Task ▸
Transcribe the text on content creation word for word, between "I think about you" and "still on step 2.", inclusive.

Ideas are all around you. You need only scratch a tiny bit to find them. But you also have to have your “and this relates to the people I share things with like this” hat on.

Content is a “Pick and Scratch” Process

If you’re looking to build media and get some attention, you need to produce more content than just a little. Where do you find the time? You pick at it. I wrote this while I waited for a YouTube video I was uploading to process. Where did I find time to do the YouTube video? I had a space between two meetings and I knew I needed to shoot this particular video so I got things ready.

It’s the same answers I can give you for living in a little house. You find ways to keep everything functional instead of wasting it. Small houses save space. Content marketers find time. It’s related.

Serve Your Community Passionately

I think about you when I sit down to write. I think about how I can help you. I think about whether I can educate or inspire or instruct. You’re the only person I think about when I create. I don’t wonder what my colleagues are doing. I don’t wonder what’s trending. I work on finding something I can share with you to be helpful. You’re the focus. And that makes it work.

Here’s a formula I love to remember daily: First, earn an audience. Second, nurture a community. Third, empower a network. (feel like tweeting that?) If so, then maybe I’m doing my job well. If not, I’m still on step 2.

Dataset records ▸
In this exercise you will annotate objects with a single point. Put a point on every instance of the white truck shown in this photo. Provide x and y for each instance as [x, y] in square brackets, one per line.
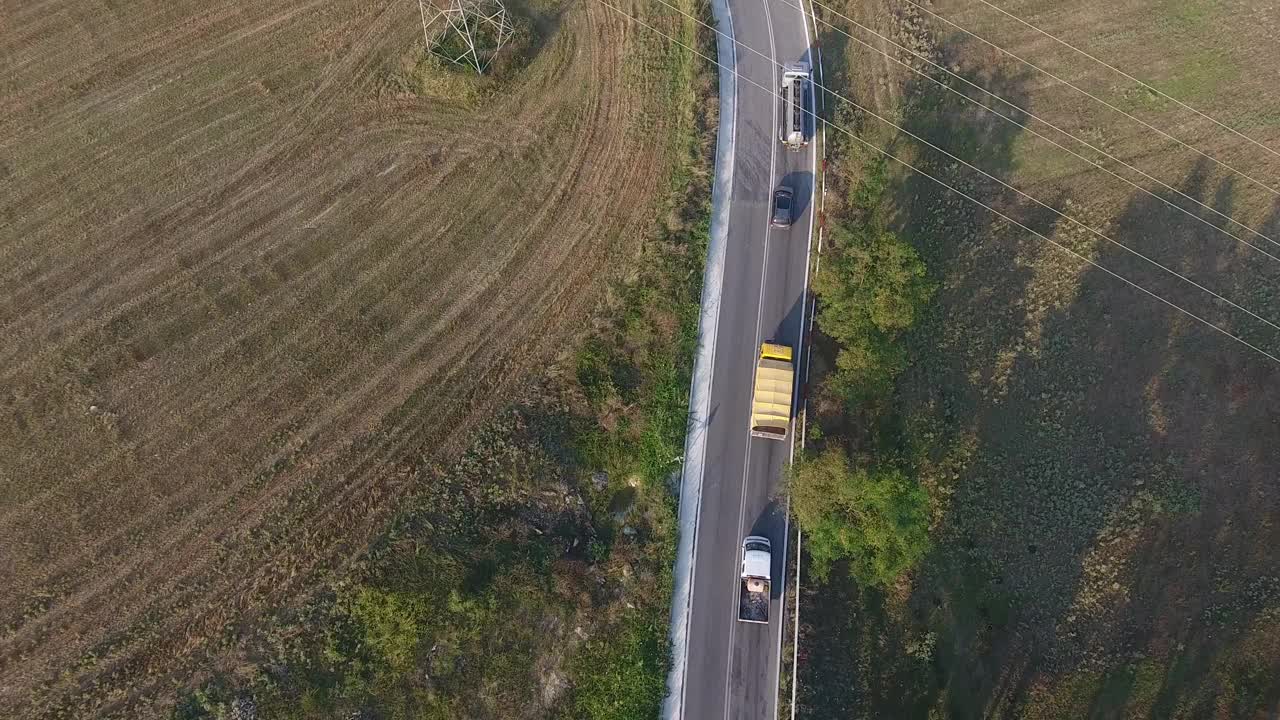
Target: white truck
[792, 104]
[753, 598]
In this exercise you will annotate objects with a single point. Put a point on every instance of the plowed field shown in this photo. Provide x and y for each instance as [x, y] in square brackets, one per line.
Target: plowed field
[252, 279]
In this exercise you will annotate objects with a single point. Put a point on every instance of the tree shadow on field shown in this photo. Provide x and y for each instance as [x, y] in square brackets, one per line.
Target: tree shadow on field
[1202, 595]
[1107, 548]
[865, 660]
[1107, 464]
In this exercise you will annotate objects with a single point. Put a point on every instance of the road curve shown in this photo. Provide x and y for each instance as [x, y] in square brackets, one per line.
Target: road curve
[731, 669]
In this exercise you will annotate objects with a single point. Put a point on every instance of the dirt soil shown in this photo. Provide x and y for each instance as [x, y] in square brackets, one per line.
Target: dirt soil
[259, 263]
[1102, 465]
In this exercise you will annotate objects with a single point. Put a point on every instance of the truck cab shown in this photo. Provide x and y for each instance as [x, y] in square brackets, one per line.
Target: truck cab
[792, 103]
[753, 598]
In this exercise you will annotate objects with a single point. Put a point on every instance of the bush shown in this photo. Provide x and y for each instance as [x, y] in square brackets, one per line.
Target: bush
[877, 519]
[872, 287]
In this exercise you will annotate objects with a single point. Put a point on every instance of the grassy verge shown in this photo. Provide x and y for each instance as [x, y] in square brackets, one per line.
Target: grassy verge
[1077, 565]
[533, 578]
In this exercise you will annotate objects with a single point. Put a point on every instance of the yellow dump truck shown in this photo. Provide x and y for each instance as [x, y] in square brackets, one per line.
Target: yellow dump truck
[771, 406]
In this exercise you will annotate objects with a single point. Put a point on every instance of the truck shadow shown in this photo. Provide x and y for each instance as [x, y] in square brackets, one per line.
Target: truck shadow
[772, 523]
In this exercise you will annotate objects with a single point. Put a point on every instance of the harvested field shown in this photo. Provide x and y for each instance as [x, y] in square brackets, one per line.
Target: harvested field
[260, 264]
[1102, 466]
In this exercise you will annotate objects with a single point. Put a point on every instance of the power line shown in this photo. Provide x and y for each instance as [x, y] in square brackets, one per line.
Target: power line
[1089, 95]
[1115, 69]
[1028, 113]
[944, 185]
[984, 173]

Output for this task ▸
I think about you when I sit down to write. I think about how I can help you. I think about whether I can educate or inspire or instruct. You’re the only person I think about when I create. I don’t wonder what my colleagues are doing. I don’t wonder what’s trending. I work on finding something I can share with you to be helpful. You’re the focus. And that makes it work.

Here’s a formula I love to remember daily: First, earn an audience. Second, nurture a community. Third, empower a network. (feel like tweeting that?) If so, then maybe I’m doing my job well. If not, I’m still on step 2.